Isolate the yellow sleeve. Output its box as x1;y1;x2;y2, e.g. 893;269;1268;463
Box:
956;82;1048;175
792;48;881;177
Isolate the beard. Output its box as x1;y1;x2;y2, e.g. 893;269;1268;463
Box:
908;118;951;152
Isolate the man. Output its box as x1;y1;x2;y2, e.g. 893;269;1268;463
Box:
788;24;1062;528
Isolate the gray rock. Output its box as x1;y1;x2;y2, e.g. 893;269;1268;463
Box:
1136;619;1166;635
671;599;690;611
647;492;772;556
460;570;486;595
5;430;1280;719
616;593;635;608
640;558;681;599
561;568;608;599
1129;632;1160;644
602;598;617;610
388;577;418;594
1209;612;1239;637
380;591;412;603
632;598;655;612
*****
In the records above, find the lines containing "Isolate" and copy them.

Isolate the yellow sleeve. Output its box as x1;y1;x2;y2, e.g. 893;269;1268;463
Isolate the beard. Output its box as x1;y1;x2;y2, e.g. 893;269;1268;463
Isolate the man. Output its box as x1;y1;x2;y2, e.g. 893;269;1268;463
Isolate the gray rock. Output its box as x1;y1;x2;y2, e.g. 893;269;1268;463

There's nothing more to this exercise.